BEGIN Excerpted data

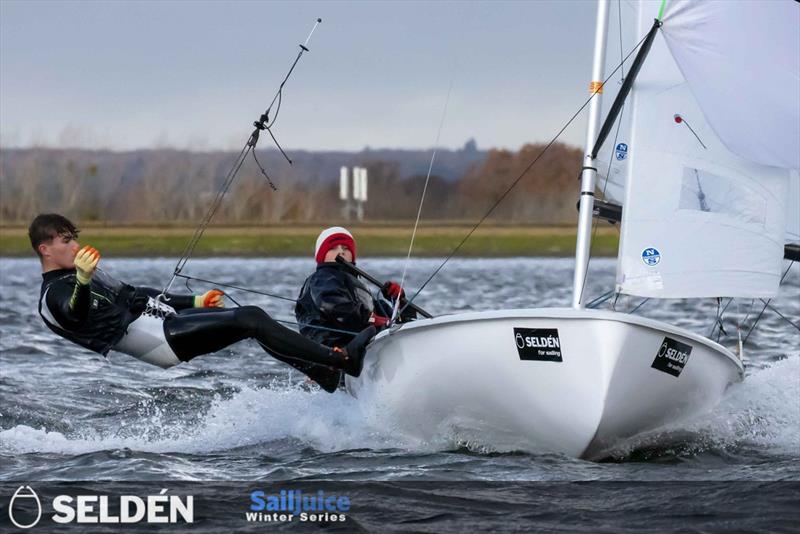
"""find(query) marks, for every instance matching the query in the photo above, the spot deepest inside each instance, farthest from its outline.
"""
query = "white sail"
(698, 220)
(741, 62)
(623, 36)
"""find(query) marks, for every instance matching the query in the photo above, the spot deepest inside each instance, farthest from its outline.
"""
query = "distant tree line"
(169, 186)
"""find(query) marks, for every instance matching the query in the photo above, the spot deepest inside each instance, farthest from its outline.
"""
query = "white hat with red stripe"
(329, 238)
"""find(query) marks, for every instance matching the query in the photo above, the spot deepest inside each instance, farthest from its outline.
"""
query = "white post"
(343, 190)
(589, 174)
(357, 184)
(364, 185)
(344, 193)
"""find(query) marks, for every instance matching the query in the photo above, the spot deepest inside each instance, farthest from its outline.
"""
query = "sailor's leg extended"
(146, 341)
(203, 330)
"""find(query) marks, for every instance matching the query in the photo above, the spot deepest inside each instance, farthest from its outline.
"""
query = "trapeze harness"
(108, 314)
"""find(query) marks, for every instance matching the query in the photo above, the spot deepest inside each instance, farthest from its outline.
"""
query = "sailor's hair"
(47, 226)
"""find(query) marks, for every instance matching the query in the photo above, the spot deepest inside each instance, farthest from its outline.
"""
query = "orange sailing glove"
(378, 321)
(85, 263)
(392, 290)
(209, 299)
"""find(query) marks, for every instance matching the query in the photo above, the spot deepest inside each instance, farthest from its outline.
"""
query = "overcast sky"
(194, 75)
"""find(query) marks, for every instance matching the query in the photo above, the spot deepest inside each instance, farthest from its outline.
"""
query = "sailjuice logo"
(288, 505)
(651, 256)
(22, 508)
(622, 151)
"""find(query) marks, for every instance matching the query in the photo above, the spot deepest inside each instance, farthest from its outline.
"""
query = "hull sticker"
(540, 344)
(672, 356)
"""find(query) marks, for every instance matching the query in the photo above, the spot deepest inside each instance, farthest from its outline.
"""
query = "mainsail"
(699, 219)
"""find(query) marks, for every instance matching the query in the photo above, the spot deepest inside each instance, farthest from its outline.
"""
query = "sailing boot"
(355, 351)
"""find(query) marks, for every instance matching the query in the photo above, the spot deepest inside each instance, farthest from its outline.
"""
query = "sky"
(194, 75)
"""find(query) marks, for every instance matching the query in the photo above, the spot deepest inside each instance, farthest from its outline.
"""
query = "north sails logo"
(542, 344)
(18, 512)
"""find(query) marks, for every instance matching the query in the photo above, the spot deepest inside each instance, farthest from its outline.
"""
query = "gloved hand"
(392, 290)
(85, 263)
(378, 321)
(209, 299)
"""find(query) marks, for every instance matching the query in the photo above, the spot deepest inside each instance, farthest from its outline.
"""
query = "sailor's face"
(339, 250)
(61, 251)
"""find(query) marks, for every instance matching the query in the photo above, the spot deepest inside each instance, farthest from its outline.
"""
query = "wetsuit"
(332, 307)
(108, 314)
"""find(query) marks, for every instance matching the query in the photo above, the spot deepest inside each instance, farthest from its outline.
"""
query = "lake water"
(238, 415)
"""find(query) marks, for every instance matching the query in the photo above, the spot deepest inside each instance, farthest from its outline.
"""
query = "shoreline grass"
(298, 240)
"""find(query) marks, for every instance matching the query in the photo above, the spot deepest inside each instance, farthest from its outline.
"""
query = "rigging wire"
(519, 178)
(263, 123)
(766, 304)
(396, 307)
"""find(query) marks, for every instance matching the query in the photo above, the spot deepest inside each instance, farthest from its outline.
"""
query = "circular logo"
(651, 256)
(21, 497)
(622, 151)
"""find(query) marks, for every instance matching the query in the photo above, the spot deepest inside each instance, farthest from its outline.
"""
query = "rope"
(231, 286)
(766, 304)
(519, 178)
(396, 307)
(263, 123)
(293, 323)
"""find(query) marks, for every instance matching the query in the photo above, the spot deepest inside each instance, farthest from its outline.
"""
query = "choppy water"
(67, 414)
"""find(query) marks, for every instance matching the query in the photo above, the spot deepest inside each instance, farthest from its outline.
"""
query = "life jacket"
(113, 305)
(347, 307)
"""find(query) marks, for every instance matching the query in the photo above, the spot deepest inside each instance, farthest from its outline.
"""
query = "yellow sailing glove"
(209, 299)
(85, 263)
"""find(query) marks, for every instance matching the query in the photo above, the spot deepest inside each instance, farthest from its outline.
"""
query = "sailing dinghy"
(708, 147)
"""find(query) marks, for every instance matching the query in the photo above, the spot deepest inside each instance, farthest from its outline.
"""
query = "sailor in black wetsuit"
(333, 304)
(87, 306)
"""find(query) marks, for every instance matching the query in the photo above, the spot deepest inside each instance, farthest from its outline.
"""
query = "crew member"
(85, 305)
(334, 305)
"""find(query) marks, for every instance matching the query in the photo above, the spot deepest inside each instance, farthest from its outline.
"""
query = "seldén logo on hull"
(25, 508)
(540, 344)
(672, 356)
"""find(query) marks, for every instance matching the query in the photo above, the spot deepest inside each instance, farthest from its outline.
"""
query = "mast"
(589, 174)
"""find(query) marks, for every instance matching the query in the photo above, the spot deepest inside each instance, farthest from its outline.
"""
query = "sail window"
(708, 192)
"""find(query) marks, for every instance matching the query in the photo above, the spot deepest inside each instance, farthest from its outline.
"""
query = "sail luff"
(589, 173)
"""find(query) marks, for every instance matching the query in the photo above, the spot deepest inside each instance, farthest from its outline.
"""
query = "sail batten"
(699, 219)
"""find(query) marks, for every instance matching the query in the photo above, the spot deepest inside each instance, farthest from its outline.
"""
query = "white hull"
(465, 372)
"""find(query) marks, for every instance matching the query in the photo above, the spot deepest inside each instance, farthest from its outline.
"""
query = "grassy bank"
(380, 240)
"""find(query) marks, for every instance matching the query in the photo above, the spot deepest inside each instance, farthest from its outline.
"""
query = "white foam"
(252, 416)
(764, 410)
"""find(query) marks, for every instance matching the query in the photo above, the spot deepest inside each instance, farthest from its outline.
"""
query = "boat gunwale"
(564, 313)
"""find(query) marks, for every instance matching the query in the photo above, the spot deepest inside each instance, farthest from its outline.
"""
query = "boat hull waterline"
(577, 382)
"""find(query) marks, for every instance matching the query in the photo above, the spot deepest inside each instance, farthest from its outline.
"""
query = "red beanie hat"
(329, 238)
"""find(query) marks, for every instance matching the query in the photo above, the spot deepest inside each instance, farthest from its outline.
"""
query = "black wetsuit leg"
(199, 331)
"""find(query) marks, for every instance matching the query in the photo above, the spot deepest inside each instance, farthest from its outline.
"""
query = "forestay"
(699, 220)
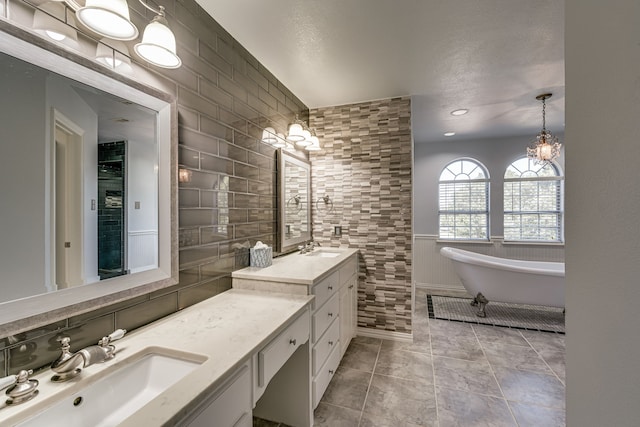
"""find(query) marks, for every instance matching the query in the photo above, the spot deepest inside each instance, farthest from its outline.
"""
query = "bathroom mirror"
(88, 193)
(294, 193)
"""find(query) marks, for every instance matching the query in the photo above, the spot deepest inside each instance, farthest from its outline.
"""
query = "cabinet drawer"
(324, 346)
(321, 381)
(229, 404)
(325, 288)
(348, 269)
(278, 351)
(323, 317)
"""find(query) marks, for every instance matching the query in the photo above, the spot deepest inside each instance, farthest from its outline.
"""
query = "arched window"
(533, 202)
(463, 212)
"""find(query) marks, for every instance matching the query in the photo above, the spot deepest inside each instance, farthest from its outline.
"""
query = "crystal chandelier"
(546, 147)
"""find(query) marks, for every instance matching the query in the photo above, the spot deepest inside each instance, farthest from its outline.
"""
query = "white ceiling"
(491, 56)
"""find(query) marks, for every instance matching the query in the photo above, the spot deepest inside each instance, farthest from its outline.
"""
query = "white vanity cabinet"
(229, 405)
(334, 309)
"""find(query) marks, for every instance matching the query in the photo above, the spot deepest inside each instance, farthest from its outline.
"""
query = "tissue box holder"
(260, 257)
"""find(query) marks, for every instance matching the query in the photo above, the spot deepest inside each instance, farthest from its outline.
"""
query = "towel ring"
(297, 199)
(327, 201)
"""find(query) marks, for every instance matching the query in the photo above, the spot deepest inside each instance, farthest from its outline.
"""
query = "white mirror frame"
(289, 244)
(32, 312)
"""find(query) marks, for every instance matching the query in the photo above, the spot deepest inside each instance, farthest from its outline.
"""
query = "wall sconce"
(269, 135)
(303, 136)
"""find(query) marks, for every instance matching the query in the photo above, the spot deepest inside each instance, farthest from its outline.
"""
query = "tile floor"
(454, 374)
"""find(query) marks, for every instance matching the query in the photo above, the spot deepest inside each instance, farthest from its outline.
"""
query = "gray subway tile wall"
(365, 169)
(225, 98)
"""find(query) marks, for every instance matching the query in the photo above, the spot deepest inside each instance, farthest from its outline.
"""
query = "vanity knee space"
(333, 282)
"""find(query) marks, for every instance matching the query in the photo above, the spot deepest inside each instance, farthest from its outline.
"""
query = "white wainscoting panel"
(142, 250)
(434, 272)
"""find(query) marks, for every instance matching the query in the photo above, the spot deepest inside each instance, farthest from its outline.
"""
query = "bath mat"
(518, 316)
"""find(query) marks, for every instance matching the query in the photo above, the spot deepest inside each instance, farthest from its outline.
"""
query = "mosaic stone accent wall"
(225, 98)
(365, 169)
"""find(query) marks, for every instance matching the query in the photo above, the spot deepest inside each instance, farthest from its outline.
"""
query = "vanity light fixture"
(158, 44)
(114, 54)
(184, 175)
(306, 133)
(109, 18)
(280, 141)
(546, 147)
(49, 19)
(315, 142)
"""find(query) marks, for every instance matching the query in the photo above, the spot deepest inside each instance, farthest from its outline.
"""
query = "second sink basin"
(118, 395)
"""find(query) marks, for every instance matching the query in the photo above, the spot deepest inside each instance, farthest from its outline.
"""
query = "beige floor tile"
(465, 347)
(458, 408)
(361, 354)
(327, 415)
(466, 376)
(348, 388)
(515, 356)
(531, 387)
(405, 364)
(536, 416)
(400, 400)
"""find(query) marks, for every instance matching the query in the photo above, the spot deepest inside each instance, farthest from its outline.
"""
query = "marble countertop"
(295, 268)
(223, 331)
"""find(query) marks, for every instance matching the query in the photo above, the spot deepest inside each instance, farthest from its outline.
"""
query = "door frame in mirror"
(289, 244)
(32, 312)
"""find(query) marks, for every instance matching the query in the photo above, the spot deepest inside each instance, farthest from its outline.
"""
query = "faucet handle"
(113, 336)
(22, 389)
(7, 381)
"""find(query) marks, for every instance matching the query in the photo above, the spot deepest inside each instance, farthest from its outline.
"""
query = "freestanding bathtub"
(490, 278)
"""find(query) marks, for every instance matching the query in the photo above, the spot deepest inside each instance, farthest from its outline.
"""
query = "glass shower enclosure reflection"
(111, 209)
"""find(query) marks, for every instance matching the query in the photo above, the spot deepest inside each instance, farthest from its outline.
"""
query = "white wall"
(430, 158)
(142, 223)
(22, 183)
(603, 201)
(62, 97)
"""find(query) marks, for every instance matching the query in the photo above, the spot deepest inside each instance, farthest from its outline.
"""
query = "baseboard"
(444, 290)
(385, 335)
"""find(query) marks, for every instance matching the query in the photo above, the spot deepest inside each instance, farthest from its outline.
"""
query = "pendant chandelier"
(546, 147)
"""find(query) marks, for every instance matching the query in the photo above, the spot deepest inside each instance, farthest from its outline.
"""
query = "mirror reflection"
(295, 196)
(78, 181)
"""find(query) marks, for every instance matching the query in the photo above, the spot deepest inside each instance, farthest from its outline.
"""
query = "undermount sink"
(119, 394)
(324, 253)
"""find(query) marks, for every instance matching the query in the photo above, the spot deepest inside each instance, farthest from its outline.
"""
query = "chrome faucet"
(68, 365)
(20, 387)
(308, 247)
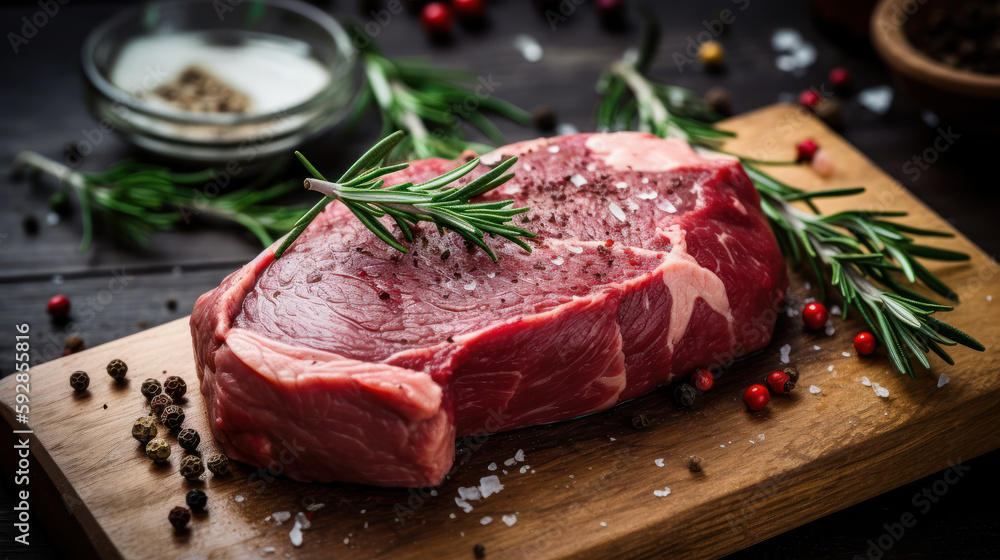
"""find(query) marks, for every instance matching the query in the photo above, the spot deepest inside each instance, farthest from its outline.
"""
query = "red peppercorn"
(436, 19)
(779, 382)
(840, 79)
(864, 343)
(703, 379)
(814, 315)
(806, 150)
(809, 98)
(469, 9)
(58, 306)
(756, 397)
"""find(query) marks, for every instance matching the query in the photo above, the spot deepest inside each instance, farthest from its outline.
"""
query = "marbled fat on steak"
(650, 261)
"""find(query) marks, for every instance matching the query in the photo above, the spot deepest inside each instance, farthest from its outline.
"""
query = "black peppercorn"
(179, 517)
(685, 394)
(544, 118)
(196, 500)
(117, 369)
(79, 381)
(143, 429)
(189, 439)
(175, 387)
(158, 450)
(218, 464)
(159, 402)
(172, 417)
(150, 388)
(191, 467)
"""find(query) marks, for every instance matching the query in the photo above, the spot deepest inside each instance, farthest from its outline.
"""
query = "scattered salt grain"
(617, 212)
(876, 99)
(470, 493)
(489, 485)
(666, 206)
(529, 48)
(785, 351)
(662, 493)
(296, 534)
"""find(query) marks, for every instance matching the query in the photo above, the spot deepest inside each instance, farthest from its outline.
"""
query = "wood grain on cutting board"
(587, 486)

END Excerpted data

> **The request**: Tally the lines of the data above that contain the string "logo", and report only the resulting number.

> **Task result**: 4